• [What you need to do] After finding the line containing "box: [274, 92, 335, 108]" below, please output that line and each following one through the line containing "Produce a pixel-accurate", exactly as written.
-------------------------
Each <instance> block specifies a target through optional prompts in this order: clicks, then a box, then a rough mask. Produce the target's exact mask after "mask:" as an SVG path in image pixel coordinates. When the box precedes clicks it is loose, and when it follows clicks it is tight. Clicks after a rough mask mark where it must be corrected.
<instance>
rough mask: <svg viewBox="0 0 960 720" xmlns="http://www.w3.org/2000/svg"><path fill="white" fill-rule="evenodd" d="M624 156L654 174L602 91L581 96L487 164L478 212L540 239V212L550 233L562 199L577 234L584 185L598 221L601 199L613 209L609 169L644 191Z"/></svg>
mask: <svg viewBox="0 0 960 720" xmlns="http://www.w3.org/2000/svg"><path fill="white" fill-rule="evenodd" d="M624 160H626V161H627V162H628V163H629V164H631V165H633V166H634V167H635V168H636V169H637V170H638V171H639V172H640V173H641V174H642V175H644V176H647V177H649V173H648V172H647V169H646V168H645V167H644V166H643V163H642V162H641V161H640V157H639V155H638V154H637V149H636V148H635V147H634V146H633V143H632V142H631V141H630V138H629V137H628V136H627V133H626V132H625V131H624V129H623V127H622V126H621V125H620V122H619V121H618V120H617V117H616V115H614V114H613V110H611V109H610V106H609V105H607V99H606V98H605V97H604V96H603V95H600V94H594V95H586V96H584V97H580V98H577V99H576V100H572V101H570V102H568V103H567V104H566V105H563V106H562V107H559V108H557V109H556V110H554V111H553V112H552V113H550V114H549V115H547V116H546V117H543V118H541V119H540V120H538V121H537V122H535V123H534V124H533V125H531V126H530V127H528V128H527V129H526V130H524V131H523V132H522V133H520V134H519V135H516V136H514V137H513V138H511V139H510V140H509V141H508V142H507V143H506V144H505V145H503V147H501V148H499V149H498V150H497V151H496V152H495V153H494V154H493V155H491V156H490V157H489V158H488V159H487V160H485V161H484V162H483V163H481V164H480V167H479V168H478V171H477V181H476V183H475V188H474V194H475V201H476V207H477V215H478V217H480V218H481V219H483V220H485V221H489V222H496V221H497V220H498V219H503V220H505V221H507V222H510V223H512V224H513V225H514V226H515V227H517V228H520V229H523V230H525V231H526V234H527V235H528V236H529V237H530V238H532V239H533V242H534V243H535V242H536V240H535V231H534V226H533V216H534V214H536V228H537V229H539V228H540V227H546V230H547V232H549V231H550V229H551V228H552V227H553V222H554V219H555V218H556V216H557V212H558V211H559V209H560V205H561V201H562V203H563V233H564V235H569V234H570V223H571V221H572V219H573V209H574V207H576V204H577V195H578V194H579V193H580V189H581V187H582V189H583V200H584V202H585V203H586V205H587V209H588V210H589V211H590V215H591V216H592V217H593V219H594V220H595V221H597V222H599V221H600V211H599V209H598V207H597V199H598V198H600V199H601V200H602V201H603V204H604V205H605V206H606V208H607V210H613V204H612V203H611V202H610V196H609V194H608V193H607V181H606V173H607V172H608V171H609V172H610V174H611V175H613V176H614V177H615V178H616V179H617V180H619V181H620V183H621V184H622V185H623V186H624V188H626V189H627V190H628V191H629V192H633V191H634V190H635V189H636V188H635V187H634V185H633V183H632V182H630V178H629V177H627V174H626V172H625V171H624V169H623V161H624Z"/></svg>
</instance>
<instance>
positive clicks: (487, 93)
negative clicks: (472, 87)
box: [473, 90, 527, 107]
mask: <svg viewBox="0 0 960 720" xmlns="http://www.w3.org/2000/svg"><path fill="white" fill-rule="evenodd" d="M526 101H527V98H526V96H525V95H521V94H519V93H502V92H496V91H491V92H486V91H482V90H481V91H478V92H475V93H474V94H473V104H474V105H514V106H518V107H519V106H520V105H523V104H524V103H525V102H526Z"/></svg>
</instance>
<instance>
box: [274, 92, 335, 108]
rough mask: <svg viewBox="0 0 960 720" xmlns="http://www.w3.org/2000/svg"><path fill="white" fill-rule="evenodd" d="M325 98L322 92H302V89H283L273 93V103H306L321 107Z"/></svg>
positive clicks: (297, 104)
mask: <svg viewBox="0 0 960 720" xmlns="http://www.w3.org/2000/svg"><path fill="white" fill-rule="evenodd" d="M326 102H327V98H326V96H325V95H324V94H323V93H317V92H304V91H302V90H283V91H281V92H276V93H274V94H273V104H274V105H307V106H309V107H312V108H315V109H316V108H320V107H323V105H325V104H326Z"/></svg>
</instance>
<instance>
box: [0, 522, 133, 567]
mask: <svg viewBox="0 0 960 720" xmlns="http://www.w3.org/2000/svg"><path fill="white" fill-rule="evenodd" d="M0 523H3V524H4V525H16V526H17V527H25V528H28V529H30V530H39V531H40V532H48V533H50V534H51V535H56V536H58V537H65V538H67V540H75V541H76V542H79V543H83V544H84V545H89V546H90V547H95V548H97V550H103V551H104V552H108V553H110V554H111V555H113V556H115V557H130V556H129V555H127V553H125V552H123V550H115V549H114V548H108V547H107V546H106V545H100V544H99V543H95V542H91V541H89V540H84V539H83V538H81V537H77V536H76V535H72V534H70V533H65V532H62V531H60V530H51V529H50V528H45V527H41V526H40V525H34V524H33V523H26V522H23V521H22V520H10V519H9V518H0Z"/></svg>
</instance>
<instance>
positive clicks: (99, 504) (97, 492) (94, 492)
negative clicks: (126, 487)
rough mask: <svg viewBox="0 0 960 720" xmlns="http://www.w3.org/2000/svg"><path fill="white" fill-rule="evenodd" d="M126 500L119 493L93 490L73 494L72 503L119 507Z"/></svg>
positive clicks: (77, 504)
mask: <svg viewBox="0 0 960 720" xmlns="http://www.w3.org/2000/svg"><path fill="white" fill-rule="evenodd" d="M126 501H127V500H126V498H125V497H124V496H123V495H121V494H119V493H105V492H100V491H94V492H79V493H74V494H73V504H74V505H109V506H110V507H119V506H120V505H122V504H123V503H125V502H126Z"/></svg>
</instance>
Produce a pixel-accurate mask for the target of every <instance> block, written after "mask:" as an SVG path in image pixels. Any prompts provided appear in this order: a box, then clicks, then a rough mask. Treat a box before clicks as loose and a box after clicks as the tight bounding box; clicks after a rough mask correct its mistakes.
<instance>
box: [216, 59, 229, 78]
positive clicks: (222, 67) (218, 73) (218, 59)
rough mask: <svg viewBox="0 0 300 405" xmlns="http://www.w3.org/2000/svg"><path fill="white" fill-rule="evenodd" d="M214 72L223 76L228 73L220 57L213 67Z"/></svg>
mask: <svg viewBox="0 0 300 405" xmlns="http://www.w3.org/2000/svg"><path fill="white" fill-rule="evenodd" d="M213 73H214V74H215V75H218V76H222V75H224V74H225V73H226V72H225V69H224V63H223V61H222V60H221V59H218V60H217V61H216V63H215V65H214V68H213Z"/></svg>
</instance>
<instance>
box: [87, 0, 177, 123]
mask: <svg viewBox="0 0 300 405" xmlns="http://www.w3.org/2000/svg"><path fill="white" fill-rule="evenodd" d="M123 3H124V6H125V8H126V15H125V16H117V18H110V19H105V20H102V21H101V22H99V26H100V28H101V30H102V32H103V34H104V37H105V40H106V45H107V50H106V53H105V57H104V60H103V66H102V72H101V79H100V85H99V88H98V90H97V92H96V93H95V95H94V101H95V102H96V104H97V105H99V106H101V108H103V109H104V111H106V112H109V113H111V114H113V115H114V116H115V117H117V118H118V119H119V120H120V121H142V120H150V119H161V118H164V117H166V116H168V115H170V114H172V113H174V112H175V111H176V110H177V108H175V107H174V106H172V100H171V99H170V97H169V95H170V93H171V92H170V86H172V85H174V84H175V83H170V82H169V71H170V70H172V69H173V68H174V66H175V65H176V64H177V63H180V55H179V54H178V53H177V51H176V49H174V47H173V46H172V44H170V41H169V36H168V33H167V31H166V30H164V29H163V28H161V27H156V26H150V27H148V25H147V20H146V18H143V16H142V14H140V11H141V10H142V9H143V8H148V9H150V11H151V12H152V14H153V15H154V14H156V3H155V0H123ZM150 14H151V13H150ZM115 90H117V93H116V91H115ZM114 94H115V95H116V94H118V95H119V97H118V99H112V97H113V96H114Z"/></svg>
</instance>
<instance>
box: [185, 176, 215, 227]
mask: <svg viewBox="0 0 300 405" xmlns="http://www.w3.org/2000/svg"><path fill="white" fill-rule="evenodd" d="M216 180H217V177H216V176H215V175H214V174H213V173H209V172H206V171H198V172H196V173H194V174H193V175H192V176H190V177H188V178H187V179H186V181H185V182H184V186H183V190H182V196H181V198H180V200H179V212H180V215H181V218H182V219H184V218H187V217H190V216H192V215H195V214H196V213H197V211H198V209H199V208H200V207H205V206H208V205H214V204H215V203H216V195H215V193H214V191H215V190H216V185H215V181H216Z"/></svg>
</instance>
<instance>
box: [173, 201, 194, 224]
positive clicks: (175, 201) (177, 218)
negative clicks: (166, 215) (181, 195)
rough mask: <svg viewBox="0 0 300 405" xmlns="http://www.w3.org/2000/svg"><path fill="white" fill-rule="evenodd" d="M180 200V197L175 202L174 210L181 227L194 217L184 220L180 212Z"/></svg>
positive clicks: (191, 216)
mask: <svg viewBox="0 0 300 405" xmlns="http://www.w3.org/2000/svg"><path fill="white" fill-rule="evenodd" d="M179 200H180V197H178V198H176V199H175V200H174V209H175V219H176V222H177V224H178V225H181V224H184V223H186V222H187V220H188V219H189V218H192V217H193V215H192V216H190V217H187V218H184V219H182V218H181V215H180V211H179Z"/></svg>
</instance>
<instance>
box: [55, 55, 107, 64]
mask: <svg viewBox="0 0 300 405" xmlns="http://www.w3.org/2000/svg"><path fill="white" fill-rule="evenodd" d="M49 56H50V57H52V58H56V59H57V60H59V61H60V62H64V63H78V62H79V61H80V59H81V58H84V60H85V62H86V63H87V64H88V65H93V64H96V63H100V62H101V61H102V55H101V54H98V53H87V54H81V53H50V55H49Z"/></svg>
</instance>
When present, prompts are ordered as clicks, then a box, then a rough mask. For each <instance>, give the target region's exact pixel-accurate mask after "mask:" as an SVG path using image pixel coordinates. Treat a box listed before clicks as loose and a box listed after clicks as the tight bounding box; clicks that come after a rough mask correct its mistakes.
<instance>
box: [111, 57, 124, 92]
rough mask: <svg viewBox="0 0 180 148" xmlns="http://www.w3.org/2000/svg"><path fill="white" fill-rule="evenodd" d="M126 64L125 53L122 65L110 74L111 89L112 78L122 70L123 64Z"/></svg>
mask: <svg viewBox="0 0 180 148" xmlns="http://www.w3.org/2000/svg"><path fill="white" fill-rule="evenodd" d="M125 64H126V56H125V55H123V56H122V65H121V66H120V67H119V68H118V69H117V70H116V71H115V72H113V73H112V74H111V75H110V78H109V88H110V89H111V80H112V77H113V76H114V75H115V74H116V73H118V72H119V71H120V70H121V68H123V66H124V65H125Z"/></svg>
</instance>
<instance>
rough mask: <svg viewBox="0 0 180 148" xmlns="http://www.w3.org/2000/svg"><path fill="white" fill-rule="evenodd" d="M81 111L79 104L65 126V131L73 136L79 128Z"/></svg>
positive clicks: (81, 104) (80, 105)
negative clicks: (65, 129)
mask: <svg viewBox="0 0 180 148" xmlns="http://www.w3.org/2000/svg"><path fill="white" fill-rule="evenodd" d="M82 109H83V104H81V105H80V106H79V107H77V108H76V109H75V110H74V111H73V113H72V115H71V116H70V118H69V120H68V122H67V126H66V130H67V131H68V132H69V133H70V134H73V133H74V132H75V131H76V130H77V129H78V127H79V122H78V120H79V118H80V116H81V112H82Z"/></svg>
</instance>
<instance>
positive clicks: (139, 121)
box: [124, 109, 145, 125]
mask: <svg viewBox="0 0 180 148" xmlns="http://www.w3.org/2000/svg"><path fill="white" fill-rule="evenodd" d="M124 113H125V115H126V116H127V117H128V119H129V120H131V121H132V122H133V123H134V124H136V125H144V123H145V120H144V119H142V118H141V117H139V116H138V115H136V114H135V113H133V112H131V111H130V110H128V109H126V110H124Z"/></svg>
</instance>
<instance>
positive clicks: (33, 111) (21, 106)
-------------------------
• [Problem solution]
box: [274, 92, 335, 108]
rough mask: <svg viewBox="0 0 960 720" xmlns="http://www.w3.org/2000/svg"><path fill="white" fill-rule="evenodd" d="M325 98L322 92H302V89H283L273 93V103H306L321 107Z"/></svg>
positive clicks: (297, 104)
mask: <svg viewBox="0 0 960 720" xmlns="http://www.w3.org/2000/svg"><path fill="white" fill-rule="evenodd" d="M326 102H327V98H326V96H325V95H324V94H323V93H317V92H304V91H302V90H283V91H281V92H276V93H274V94H273V104H274V105H307V106H309V107H312V108H315V109H316V108H320V107H323V105H325V104H326Z"/></svg>
</instance>
<instance>
box: [0, 522, 133, 567]
mask: <svg viewBox="0 0 960 720" xmlns="http://www.w3.org/2000/svg"><path fill="white" fill-rule="evenodd" d="M0 523H3V524H4V525H16V526H17V527H25V528H28V529H30V530H39V531H40V532H48V533H50V534H51V535H56V536H58V537H65V538H67V540H75V541H76V542H79V543H83V544H84V545H89V546H90V547H95V548H97V550H103V551H104V552H108V553H110V554H111V555H113V556H115V557H130V556H129V555H127V553H125V552H123V550H115V549H114V548H108V547H107V546H106V545H100V544H99V543H95V542H91V541H89V540H84V539H83V538H81V537H77V536H76V535H72V534H70V533H65V532H62V531H60V530H51V529H50V528H45V527H41V526H40V525H34V524H33V523H26V522H23V521H22V520H10V519H9V518H0Z"/></svg>
</instance>
<instance>
positive clicks: (99, 504) (97, 492) (94, 492)
negative clicks: (126, 487)
rough mask: <svg viewBox="0 0 960 720" xmlns="http://www.w3.org/2000/svg"><path fill="white" fill-rule="evenodd" d="M126 500L119 493L93 490L73 494L72 503L119 507Z"/></svg>
positive clicks: (77, 504)
mask: <svg viewBox="0 0 960 720" xmlns="http://www.w3.org/2000/svg"><path fill="white" fill-rule="evenodd" d="M126 501H127V500H126V498H125V497H124V496H123V495H121V494H119V493H105V492H100V491H94V492H79V493H74V494H73V504H74V505H109V506H110V507H119V506H120V505H122V504H123V503H125V502H126Z"/></svg>
</instance>
Produce a pixel-accurate mask for the target of every <instance> block, written after "mask:" as an SVG path in image pixels. Any prompts provided appear in this order: a box, then clicks, then a rough mask. Treat a box before clicks as loose and a box after clicks as the tight bounding box; clicks after a rough mask correct its mistakes.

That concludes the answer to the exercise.